**A run of rows**
# # # # #

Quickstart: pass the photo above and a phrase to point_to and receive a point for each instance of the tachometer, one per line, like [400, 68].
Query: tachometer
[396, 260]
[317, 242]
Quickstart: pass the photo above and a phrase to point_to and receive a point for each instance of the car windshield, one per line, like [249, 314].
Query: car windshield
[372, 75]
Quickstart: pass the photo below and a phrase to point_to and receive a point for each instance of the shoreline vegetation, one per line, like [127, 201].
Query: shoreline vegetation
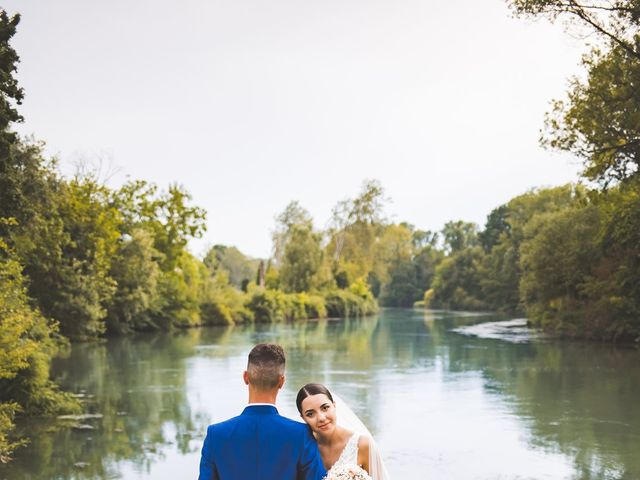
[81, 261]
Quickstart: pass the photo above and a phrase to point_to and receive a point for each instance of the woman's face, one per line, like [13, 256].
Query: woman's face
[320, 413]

# # # # #

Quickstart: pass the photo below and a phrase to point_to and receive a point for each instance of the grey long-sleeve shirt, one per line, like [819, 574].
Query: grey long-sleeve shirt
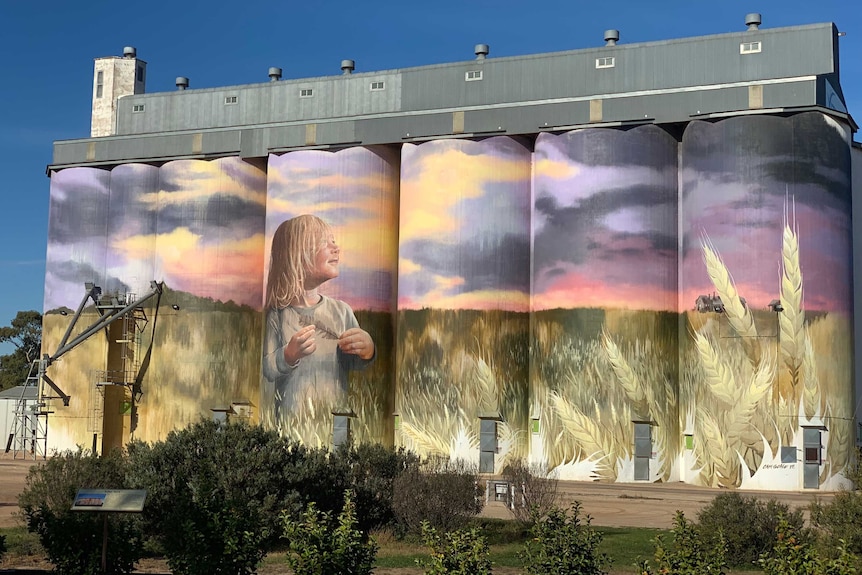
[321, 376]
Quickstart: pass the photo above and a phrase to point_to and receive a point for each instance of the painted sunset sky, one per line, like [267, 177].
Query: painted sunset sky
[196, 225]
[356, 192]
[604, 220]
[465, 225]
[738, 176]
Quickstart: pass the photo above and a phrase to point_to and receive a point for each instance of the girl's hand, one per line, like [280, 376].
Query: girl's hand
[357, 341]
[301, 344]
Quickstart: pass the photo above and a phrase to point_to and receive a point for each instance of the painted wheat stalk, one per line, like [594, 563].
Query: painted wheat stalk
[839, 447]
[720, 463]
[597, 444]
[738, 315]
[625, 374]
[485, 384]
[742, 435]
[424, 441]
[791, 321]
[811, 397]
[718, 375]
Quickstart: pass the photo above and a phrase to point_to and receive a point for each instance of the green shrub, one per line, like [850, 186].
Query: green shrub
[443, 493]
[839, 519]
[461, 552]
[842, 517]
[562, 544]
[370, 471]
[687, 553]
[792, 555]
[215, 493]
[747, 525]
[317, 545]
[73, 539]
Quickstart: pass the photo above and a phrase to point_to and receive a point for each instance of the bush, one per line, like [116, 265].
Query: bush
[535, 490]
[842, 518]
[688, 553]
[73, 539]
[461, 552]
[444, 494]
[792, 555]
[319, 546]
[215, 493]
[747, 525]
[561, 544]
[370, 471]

# # # # #

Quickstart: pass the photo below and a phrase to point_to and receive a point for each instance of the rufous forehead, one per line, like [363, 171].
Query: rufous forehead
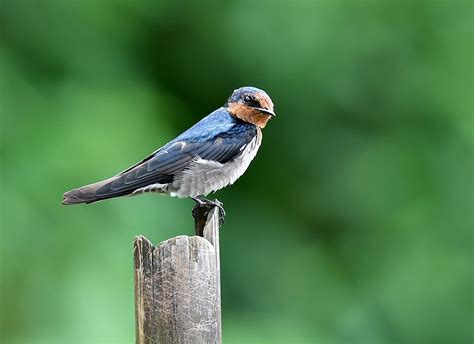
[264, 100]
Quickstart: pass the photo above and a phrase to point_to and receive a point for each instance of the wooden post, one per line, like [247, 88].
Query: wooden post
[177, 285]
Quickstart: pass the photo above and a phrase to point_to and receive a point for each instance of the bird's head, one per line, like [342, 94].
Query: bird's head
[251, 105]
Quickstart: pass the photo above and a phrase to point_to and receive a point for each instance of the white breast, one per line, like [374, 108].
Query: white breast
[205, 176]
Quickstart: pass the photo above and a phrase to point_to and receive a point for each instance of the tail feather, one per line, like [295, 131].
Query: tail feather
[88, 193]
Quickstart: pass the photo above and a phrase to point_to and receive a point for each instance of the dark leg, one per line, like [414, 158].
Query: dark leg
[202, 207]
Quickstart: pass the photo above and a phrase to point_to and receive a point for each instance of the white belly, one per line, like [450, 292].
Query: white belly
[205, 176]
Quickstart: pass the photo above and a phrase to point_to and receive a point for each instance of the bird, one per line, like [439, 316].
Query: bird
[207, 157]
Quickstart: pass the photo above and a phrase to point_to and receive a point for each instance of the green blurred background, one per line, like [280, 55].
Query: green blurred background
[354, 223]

# # # # #

**What you should do**
Gather each line of the rows above that contains the string "windshield".

**Solution below**
Quickstart: pass the photo above and a phrase to point_to and receive a point for each instance of the car windshield, one per line, like [249, 314].
Query: car windshield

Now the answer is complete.